Given instruction: Pick out each line of the entries below that contains the string "frame", and copy those lines.

Data excerpts:
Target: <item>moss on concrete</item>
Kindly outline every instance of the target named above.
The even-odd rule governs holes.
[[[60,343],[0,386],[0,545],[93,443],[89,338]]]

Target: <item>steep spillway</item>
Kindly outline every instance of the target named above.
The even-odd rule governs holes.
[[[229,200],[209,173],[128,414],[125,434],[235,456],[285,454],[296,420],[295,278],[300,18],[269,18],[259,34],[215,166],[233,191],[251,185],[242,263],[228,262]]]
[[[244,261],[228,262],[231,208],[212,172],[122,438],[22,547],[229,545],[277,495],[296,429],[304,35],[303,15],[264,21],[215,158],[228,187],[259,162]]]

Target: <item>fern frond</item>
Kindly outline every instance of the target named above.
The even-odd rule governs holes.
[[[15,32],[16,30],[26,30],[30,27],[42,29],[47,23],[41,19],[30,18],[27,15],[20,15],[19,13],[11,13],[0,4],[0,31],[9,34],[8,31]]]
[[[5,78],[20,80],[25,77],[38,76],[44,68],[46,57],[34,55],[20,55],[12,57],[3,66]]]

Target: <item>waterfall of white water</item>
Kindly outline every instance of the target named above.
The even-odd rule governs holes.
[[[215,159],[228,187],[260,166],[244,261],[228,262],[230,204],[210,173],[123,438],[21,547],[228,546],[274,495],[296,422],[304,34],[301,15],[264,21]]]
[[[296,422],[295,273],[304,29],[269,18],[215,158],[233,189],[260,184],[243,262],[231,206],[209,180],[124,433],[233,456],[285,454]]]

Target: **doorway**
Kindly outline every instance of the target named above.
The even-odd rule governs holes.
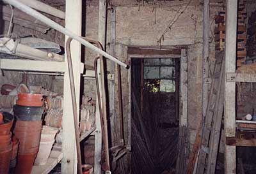
[[[180,59],[131,59],[132,173],[172,173],[180,124]]]

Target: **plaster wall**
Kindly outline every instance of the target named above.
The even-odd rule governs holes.
[[[86,7],[86,36],[97,39],[98,10],[97,6]],[[184,8],[186,10],[180,13]],[[211,6],[210,24],[210,73],[211,74],[214,62],[214,34],[212,31],[215,27],[214,17],[219,6]],[[202,118],[201,87],[202,87],[202,14],[203,5],[193,3],[180,6],[145,5],[118,6],[116,7],[116,55],[120,59],[127,61],[127,48],[129,46],[159,46],[157,42],[164,31],[172,25],[171,30],[164,35],[162,46],[185,46],[188,52],[188,124],[189,127],[189,142],[194,143],[197,128]],[[109,13],[111,13],[109,11]],[[175,21],[173,22],[173,21]],[[108,18],[107,51],[111,39],[110,24]],[[92,65],[92,52],[86,51],[86,62]],[[123,87],[123,105],[124,123],[127,123],[128,113],[128,71],[122,69]],[[86,87],[88,88],[88,87]],[[85,93],[88,92],[85,91]],[[127,134],[127,126],[125,126]]]

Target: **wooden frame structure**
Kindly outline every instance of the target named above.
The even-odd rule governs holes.
[[[128,50],[126,48],[126,50]],[[154,58],[173,58],[173,59],[180,59],[180,115],[179,115],[179,127],[187,126],[188,125],[188,57],[186,54],[186,50],[184,48],[180,49],[180,52],[176,52],[173,54],[170,54],[170,52],[165,52],[167,54],[162,54],[158,53],[157,55],[150,54],[139,54],[138,52],[127,52],[128,55],[128,62],[131,62],[131,59],[132,58],[135,59],[154,59]],[[129,53],[132,53],[132,54],[129,54]],[[128,71],[128,84],[129,84],[129,113],[128,113],[128,127],[129,127],[129,143],[131,145],[131,110],[132,110],[132,103],[131,103],[131,68]]]

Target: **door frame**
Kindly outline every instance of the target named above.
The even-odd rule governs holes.
[[[132,86],[131,69],[132,59],[180,59],[180,83],[179,83],[179,127],[188,126],[188,57],[186,49],[181,48],[180,54],[128,54],[127,60],[130,68],[128,69],[128,144],[131,146],[131,117],[132,117]]]

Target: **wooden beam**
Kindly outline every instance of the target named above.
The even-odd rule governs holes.
[[[194,169],[196,168],[196,159],[198,159],[198,154],[201,147],[201,134],[202,134],[202,121],[196,133],[196,140],[193,147],[192,151],[189,155],[189,159],[187,167],[186,174],[193,173]]]
[[[237,0],[226,1],[225,73],[236,71]],[[236,136],[236,83],[225,82],[224,126],[226,137]],[[236,173],[236,146],[226,144],[225,172]]]
[[[180,127],[188,125],[188,59],[186,50],[181,50],[180,58]]]
[[[203,117],[205,117],[206,108],[208,103],[208,83],[206,79],[209,78],[209,0],[204,1],[204,25],[203,25],[203,59],[202,59],[202,107]]]
[[[180,55],[180,49],[173,50],[161,50],[161,49],[151,49],[151,48],[140,48],[136,47],[128,47],[128,54],[143,54],[143,55],[166,55],[173,54]]]
[[[102,44],[103,48],[106,47],[106,22],[107,17],[107,1],[106,0],[99,0],[99,22],[98,22],[98,40]],[[104,49],[105,50],[105,49]],[[103,73],[103,71],[100,70],[100,66],[102,66],[103,62],[98,61],[97,63],[97,73],[98,76],[100,78],[100,73]],[[101,83],[102,80],[99,79],[99,86],[100,89],[100,98],[101,103],[101,108],[102,107],[102,100],[103,94],[104,91],[102,91],[102,85],[104,84]],[[100,164],[101,161],[101,151],[102,148],[102,132],[101,125],[100,125],[100,117],[99,108],[99,101],[97,100],[96,103],[96,124],[97,130],[95,131],[95,157],[94,157],[94,173],[100,174],[101,173],[101,165]],[[102,109],[103,112],[106,112],[104,109]],[[103,112],[102,112],[103,113]]]
[[[233,146],[256,147],[256,138],[253,133],[238,133],[236,137],[226,137],[226,144]]]
[[[256,82],[256,74],[243,73],[227,73],[226,75],[228,82]]]

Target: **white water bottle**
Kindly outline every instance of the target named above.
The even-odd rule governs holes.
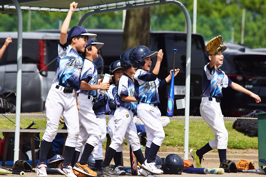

Problem solution:
Target: **wooden frame structure**
Target: **door frame**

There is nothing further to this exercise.